Directive 1> According to the passage on scholars and the Kennedy assassination, how long after an event does the theory of relativity hold that it should wait before being examined?

*****

The impact of false conspiracy charges is one of two principal reasons scholars are reluctant to tackle contemporary emotion-charged and violent events. This is especially true of President Kennedy's death since the murder has been proclaimed the work of a lone, psychologically disturbed, itinerant janitor. It is, however, precisely in the realm of controversial social problems that historical methods in the hands of scholars ought to perform better than any other method.
The second reason why scholars hesitate derives from American historians' strong acceptance of the theory of relativity, which holds that an event ought not to be examined until forty years or more after its occurrence, when its outline will have become distinct and clear. Only then will the manuscript sources be suitably stored and properly arranged for work. The event can then be seen through the critical eye of a broad perspective and the inhibiting emotions of the present will have faded sufficiently to permit objective research. Such considerations help account for the failure of professional historians, acting under scholarly conditions, to investigate the assassination of President John F. Kennedy. The difficulty in using relativism is that the facts are never all obtained; events one thousand years old are still unclear and still being researched. The theory serves as a built-in, permanent functional disability. It is undergoing very effective criticism.[17] Like so many other theories, such as evolution, pragmatism, and psychic idealism, that have periodically emerged to dominate the doctrinaire approaches to historical inquiry and have then fallen into disuse, relativity also appears to be on the decline. Its present sway is regrettable, since the study of the assassination provides an opportunity to demonstrate the relevance to the public good of the scholarly abilities developed by the historical profession.

*****

Directive 2> Reproduce only the stretch of the records from the line containing "Surveillance alert — the operator flagged the bird's claw" through the line containing "xmin=167 ymin=214 xmax=196 ymax=230", with every bounding-box coordinate in the answers scaled by 1.15 and rounded to a whole number, halves rounded up. Keep the request and its sample numbers unchanged.

(Rows from a box labeling dataset)

*****

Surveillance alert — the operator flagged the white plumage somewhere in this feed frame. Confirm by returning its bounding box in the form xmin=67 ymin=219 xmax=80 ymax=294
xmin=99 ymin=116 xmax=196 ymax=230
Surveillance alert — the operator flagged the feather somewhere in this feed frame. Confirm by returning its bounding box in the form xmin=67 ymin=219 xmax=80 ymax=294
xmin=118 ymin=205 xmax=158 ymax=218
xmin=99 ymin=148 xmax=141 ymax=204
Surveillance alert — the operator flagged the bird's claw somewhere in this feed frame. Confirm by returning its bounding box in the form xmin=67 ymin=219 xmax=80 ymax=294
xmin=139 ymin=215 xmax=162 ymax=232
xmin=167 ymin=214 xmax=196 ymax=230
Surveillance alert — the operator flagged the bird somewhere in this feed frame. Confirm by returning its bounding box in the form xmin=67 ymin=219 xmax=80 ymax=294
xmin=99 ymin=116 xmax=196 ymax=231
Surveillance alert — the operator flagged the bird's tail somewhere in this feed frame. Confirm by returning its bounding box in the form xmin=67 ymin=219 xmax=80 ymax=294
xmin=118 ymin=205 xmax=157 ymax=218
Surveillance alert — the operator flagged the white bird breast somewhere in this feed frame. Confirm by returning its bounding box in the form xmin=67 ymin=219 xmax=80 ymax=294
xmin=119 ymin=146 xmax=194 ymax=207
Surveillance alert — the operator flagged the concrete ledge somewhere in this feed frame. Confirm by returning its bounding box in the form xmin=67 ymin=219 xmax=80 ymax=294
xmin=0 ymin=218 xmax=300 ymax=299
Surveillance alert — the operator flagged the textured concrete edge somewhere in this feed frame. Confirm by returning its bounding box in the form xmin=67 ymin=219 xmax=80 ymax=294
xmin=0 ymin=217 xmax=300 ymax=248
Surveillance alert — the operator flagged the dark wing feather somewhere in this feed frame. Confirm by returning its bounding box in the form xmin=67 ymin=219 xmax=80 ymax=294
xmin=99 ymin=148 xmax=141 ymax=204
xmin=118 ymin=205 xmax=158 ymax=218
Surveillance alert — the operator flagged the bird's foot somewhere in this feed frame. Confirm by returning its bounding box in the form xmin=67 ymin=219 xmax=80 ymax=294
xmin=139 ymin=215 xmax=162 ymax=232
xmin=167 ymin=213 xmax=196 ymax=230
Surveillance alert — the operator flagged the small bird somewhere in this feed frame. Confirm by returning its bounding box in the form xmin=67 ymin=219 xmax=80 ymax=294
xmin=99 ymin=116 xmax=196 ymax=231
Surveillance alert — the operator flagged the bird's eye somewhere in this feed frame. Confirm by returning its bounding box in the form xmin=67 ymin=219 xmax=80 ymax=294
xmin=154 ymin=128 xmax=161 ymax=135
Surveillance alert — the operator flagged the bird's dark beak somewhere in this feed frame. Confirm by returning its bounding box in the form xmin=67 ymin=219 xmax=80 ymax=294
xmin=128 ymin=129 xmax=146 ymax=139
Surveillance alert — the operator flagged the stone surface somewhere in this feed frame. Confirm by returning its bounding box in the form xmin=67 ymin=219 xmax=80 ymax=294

*****

Exercise answer 1> Forty years or more after its occurrence.

Exercise answer 2>
Surveillance alert — the operator flagged the bird's claw somewhere in this feed frame. Confirm by returning its bounding box in the form xmin=67 ymin=219 xmax=80 ymax=294
xmin=160 ymin=247 xmax=186 ymax=267
xmin=192 ymin=246 xmax=225 ymax=265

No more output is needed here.